_OBJECTIVE_. Please rewrite every entry below with each "supply" changed to "provide", keeping everything else the same, and omit the pictures from your answer.

★ ★ ★ ★

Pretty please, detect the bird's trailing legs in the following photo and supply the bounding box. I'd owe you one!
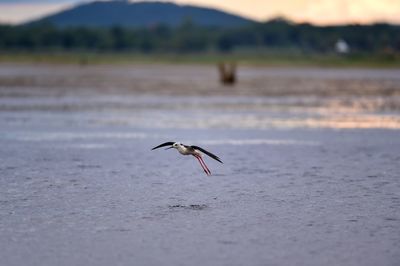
[193,155,211,176]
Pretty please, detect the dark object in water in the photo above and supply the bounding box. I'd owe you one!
[218,63,236,85]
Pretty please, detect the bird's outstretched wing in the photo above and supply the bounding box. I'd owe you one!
[190,146,223,163]
[151,141,175,150]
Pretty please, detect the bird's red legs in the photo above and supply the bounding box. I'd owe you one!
[199,156,211,175]
[193,155,211,175]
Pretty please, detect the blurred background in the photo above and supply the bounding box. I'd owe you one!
[0,0,400,266]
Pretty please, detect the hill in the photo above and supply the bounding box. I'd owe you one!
[30,0,253,28]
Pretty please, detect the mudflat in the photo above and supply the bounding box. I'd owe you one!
[0,64,400,265]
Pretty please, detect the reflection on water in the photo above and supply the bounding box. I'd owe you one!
[0,65,400,130]
[0,96,400,130]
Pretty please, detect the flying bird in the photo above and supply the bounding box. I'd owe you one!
[151,141,222,176]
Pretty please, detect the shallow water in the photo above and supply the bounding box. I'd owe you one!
[0,66,400,265]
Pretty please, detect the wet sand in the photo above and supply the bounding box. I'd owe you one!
[0,64,400,265]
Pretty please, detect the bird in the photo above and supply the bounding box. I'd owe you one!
[151,141,223,176]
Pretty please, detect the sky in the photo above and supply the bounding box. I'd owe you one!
[0,0,400,25]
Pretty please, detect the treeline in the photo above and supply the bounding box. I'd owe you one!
[0,19,400,53]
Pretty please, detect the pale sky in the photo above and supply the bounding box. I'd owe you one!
[0,0,400,25]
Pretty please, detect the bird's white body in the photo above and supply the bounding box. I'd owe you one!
[152,141,222,175]
[172,143,202,156]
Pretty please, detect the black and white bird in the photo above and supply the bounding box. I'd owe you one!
[151,141,222,175]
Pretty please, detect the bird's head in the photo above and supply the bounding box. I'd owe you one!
[172,142,182,149]
[166,142,182,150]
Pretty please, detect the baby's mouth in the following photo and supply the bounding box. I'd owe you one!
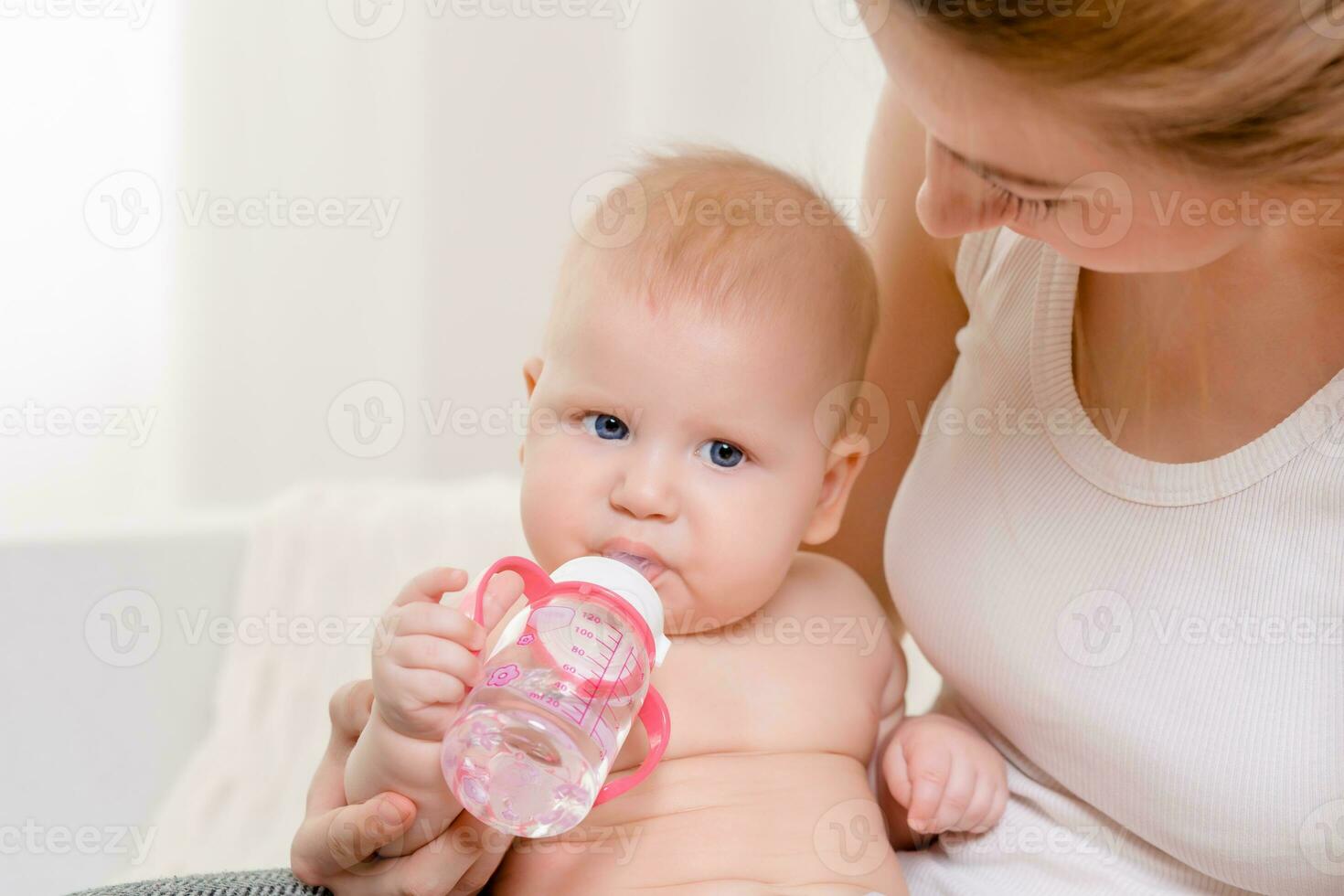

★ ★ ★ ★

_FULL OUTPUT_.
Pretty please, detect the bird's trailing legs in the following photo and provide the bounding box. I'd owe you one!
[193,155,211,176]
Pretty please, detect the dark object in water in the photo above and provide the bounding box. I'd owe you one!
[218,63,236,85]
Pretty please, detect the bird's outstretched wing in the photo above and provide the bounding box. I'd owe you one!
[190,146,223,163]
[151,141,175,150]
Pretty please, detect the bird's red legs in the photo above and provide the bounding box. I'd owe you one!
[199,156,211,175]
[193,155,211,175]
Pretty please, detect the blurred background in the photo above and provide the bounding box. I'd owe you one!
[0,0,400,266]
Pretty please, detect the hill in the photo above and provide the bounding box. I'd owe you one!
[30,0,253,28]
Pretty please, detect the mudflat in the photo above and provide the bounding box. I'd owe you one!
[0,64,400,265]
Pretty please, detect the reflection on water in the photo above and provide the bounding box. I'd owe you one!
[0,65,400,130]
[0,96,400,130]
Pretty please, detect the flying bird in the photo above and provide the bounding box. I'd owe you one!
[151,141,222,176]
Pretty please, detect the shallow water in the photo above and provide the bounding box. I'd owe you one!
[0,66,400,265]
Pretty please, detect the wet sand in the photo above and provide the bounding box. I'd owe you one!
[0,64,400,265]
Pretty please, detect the bird in the photo above and provide the bounding box. I'd owe you one!
[151,141,223,176]
Pretty please, detect the sky in the photo above and provide the bounding box. I'd owe you one!
[0,0,400,25]
Pretty please, detect the treeline in the photo above and provide the bounding box. I'd owe you one!
[0,19,400,53]
Pretty please, detect the pale sky in the photo above and provide the bounding box. I'd owe you one!
[0,0,400,25]
Pretty please, detect the bird's white body in the photo above and provide the bounding box. I'd owe you one!
[152,141,222,175]
[172,143,202,156]
Pretty please, detect the black and white bird in the photo above and provide the bounding box. I'd owe you one!
[151,141,222,175]
Pretty please, detect the bird's head in the photo above and provide the bounding box. I'd owe you one!
[172,142,182,149]
[166,142,182,150]
Pretty please, detect the baby's mouth in the following photo and provide the bounding box. I'd owe you one!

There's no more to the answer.